__Written task__:
Output the listing below as a numbered list, skipping any blank lines. Leave the pictures out.

--- start Listed records ---

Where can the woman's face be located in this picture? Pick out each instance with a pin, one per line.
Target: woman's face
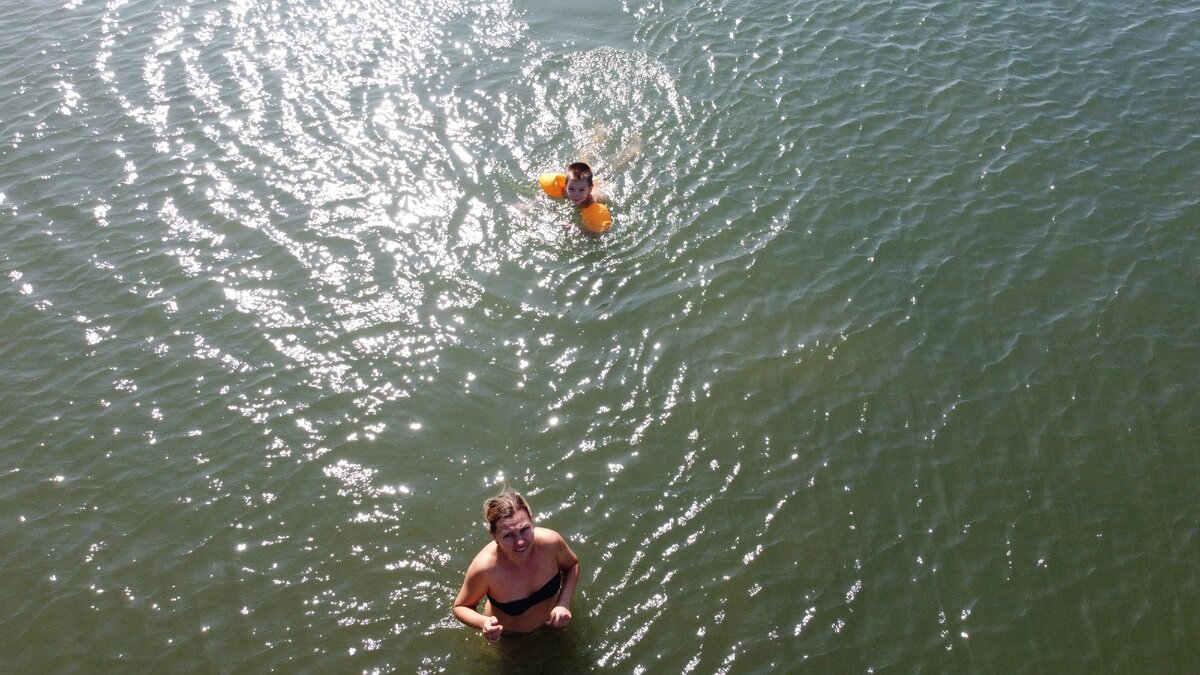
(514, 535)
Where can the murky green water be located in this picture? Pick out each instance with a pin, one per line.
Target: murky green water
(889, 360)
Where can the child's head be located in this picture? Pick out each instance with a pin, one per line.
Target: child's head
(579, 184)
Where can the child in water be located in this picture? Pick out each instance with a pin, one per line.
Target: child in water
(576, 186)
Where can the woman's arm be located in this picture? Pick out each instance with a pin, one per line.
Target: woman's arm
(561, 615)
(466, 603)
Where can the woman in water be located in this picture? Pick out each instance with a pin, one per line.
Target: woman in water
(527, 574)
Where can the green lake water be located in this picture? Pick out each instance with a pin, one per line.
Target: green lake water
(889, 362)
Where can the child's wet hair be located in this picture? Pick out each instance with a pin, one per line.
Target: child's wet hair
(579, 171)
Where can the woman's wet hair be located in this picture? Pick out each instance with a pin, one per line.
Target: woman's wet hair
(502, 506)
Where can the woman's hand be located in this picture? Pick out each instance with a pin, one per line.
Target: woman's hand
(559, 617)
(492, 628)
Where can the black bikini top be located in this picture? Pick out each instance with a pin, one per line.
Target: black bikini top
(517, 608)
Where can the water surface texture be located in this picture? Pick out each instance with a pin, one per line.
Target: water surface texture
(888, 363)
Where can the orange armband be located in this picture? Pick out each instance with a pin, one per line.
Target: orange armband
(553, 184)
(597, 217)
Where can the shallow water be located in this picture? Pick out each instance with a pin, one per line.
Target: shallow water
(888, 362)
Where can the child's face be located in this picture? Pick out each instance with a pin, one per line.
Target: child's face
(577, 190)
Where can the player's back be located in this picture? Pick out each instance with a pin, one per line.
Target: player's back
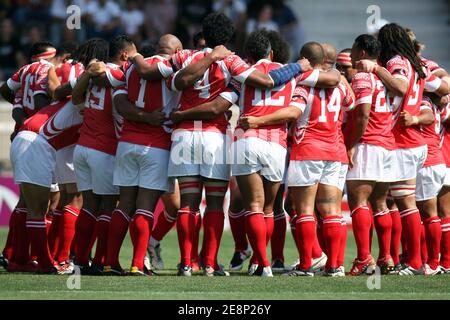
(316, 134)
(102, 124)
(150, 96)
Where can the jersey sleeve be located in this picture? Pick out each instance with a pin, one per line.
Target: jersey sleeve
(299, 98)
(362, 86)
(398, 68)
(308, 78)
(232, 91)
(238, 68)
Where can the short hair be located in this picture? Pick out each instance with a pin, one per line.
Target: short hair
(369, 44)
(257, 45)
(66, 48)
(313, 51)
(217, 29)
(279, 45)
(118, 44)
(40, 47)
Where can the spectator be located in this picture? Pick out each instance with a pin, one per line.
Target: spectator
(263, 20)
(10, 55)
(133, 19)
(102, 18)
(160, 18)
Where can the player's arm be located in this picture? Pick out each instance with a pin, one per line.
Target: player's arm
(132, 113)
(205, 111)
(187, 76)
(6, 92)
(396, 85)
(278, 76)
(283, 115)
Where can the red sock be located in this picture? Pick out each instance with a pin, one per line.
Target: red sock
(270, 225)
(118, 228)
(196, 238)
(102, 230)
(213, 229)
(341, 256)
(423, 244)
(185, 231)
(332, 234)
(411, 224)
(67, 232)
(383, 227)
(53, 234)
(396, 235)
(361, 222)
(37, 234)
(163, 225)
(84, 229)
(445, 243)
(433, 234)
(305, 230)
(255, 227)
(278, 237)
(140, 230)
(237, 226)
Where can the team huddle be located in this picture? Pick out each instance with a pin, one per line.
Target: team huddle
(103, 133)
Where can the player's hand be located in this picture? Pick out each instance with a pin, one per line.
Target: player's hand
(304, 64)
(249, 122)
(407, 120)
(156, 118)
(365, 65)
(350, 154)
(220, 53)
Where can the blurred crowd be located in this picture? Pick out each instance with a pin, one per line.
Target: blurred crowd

--- end Listed records ---

__Solution for this problem__:
1. Where can the woman's face be located in this picture? Pick out each instance with a pin, one per line.
2. Target: woman's face
3. (514, 535)
4. Where can the murky green water be located in this picture? Pick out each instance with a pin, one per line.
5. Target: murky green water
6. (889, 360)
7. Where can the child's head be located in this picture? Pick out each instance with a pin, one per line.
8. Target: child's head
9. (579, 184)
10. Where can the child in water be located in this picture? Pick out each instance with a pin, one per line.
11. Target: child in water
12. (576, 186)
13. Where can the woman's arm be located in this picture? Pick out each instance with a pin, one per line.
14. Target: woman's arm
15. (561, 615)
16. (466, 603)
17. Where can the woman in water be located in this picture? Pick out each instance with a pin, one per line.
18. Target: woman in water
19. (527, 574)
20. Where can the green lake water be located in this picture? Pick out each instance with a pin, one per line.
21. Target: green lake water
22. (889, 362)
23. Where can the child's wet hair be located in this picture? Pick out each instance with a pin, one per line.
24. Target: child's wet hair
25. (579, 171)
26. Where can the woman's wet hair be located in this picture? Pick out each instance with a pin, one per line.
27. Target: woman's wet hair
28. (502, 506)
29. Where can the woman's hand be located in this picture? Pick out each instance with a pin, one per line.
30. Target: woman's hand
31. (559, 617)
32. (492, 628)
33. Where can the black bikini top be located in this picture? Pick out each instance with a pin, one per line.
34. Target: black bikini top
35. (517, 608)
36. Where can the water surface texture be located in this picture? Pick out each instance with a pin, one per line.
37. Target: water surface texture
38. (888, 363)
39. Where can the orange armband be located in this picture? Pick out each instance with a pin, one per line.
40. Target: orange armband
41. (553, 184)
42. (597, 217)
43. Where can the shallow water be located in this picture? Pick out each instance with a pin, one per line.
44. Target: shallow water
45. (888, 362)
46. Where can the child's face be located in this picture? Pick out each instance with a pin, one per line.
47. Target: child's face
48. (577, 190)
49. Where can the player's back be located in this picture? Pick out each instance with a pin, one per line.
50. Target: player's back
51. (316, 134)
52. (102, 124)
53. (150, 96)
54. Where can the jersey sleeve be located in this picture? Pick out each instance with a pin, one per line.
55. Target: jersey sleeve
56. (299, 98)
57. (362, 86)
58. (398, 68)
59. (308, 78)
60. (232, 91)
61. (238, 68)
62. Where can the short hair be located in this picture? Pick out each instance with a pin, one per line.
63. Target: short hair
64. (369, 44)
65. (257, 45)
66. (66, 48)
67. (313, 51)
68. (217, 29)
69. (279, 45)
70. (118, 44)
71. (40, 47)
72. Where can the spectator be located in this picture? Pick out each instance with a pin, one per line.
73. Target: spectator
74. (263, 20)
75. (10, 55)
76. (133, 19)
77. (102, 18)
78. (160, 18)
79. Where can the player's arm be located in this picture? Pick out each instance with a pin, one per line.
80. Target: player's arm
81. (132, 113)
82. (205, 111)
83. (187, 76)
84. (6, 92)
85. (396, 85)
86. (278, 76)
87. (283, 115)
88. Where can the red sock be located in this picture? Pick out each instance with a pin, one per line.
89. Target: red sock
90. (270, 225)
91. (118, 228)
92. (196, 238)
93. (102, 230)
94. (213, 229)
95. (341, 256)
96. (423, 244)
97. (185, 231)
98. (332, 234)
99. (411, 224)
100. (67, 232)
101. (383, 227)
102. (53, 234)
103. (396, 235)
104. (361, 222)
105. (37, 234)
106. (163, 225)
107. (84, 229)
108. (445, 243)
109. (433, 234)
110. (305, 230)
111. (255, 227)
112. (278, 237)
113. (140, 230)
114. (237, 226)
115. Where can the team huddle be located in this picture? Pick out each instance with a pin, one per line.
116. Target: team huddle
117. (103, 133)
118. Where can the player's hand be located in this picture? Pick out each instance with a pin, one per line.
119. Target: player's hand
120. (304, 64)
121. (249, 122)
122. (407, 120)
123. (156, 118)
124. (365, 65)
125. (350, 154)
126. (220, 53)
127. Where can the blurred crowd be located in this picture? Pick out each instance with a pin, one per line.
128. Target: blurred crowd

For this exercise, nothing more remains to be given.